TEXTE:
◆ ◆ ◆
La littérature aux marges (1)
Karoo a le plaisir de présenter le premier épisode d’une chronique qui se veut une exploration mensuelle des marges de l’histoire littéraire. Un premier numéro consacré à Léon Werth, auteur de Clavel Soldat ou encore 33 jours .
L’écriture de l’histoire n’est pas neutre, elle est le produit d’une époque et des dominations qui règnent sur celle-ci. Il en va de même pour l’histoire de la littérature. Plus encore que le monde social, elle est soumise à des évaluations esthétiques difficilement objectivables et à des conflits de sensibilités aux frontières souvent mystérieuses. À la fin de ce processus sans véritable fin, au goutte à goutte du robinet de l’alambic, on recueille quelques noms, censés faire consensus et incarner leurs temps respectifs. Ainsi, pour les années qui nous intéressent, ceux de Proust, de Gide, de Breton, de Céline, et, plus tard, de Camus et de Sartre. Ces distinctions tamponnées ne sont, évidemment, pas dénuées de tout fondement ; mais elles donnent surtout l’impression que l’histoire de la littérature est un Olympe sur lequel seules quelques étoiles méritent de surplomber les Lettres et d’être enseignées au plus grand nombre.
On pourrait dire, à l’inverse, que c’est sur la masse des écrivaines1 plus ou moins anonymes, amies ou non des Grandes, que reposent le passé et l’avenir de la littérature. Leurs travaux, leurs tâtonnements, leurs critiques, leurs relectures, leurs oppositions ne forment-elles pas le socle qui soutient tout l’ensemble ? Que serait Camus sans Jean Grenier , qu’on ne lit pourtant guère plus aujourd’hui ? Cela vaut pour toutes les écrivaines de renom qu’on expurge trop souvent de leur contexte. Et que serait tous ces Noms sans leurs disciples fidèles et leurs exégètes infatigables ? Amatrices ou chercheuses, parfois les deux ensembles, ont plus à voir avec le succès posthume des œuvres qu’on ne veut bien l’admettre.
◆ ◆ ◆
Entrées de repérage de positions:
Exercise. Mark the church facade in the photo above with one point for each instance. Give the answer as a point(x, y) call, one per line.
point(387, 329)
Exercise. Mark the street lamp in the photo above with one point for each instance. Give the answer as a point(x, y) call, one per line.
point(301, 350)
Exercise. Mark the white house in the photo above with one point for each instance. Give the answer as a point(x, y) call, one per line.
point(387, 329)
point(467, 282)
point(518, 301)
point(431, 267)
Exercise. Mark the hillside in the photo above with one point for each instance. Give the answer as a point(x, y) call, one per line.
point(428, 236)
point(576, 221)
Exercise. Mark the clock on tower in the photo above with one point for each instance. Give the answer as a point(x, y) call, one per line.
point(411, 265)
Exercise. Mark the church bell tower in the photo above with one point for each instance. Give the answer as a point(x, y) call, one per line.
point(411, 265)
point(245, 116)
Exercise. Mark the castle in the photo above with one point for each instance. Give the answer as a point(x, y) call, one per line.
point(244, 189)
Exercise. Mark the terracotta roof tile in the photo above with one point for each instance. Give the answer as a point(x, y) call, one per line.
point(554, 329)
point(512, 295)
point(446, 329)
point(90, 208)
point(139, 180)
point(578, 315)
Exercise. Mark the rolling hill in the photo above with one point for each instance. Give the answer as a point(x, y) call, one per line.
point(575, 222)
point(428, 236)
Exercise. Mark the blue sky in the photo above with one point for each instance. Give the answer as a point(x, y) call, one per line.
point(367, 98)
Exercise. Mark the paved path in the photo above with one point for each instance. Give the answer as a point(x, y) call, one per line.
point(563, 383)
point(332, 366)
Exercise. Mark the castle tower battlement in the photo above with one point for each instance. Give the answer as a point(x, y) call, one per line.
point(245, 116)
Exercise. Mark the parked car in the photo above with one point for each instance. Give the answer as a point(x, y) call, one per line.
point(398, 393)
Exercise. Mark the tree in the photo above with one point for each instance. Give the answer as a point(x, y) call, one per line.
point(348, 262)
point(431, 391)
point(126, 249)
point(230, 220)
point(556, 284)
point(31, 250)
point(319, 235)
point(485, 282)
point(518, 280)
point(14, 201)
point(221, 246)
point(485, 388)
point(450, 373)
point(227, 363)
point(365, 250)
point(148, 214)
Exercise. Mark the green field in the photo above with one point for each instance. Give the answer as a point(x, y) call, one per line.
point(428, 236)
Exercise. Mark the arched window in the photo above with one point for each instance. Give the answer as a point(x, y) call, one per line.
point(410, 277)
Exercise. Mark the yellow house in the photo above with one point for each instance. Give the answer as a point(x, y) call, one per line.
◆ ◆ ◆
CONSIGNE ÉCRITE A: Pouvez-vous extraire du texte sur les marges de l'histoire littéraire le passage compris entre « On pourrait dire, à » et « veut bien l’admettre. », bornes incluses ?
CONSIGNE ÉCRITE B: Pouvez-vous mettre en liste JSON de chaînes, à raison d'une chaîne par ligne et sans les lignes vides, les lignes des entrées allant du début jusqu'à la ligne contenant « point(301, 350) », incluse ?
Ces entrées n'ont aucun lien avec le texte.

CORRIGÉ A:
On pourrait dire, à l’inverse, que c’est sur la masse des écrivaines1 plus ou moins anonymes, amies ou non des Grandes, que reposent le passé et l’avenir de la littérature. Leurs travaux, leurs tâtonnements, leurs critiques, leurs relectures, leurs oppositions ne forment-elles pas le socle qui soutient tout l’ensemble ? Que serait Camus sans Jean Grenier , qu’on ne lit pourtant guère plus aujourd’hui ? Cela vaut pour toutes les écrivaines de renom qu’on expurge trop souvent de leur contexte. Et que serait tous ces Noms sans leurs disciples fidèles et leurs exégètes infatigables ? Amatrices ou chercheuses, parfois les deux ensembles, ont plus à voir avec le succès posthume des œuvres qu’on ne veut bien l’admettre.

CORRIGÉ B:
[
  "Exercise. Mark the church facade in the photo above with one point for each instance. Give the answer as a point(x, y) call, one per line.",
  "point(387, 329)",
  "Exercise. Mark the street lamp in the photo above with one point for each instance. Give the answer as a point(x, y) call, one per line.",
  "point(301, 350)"
]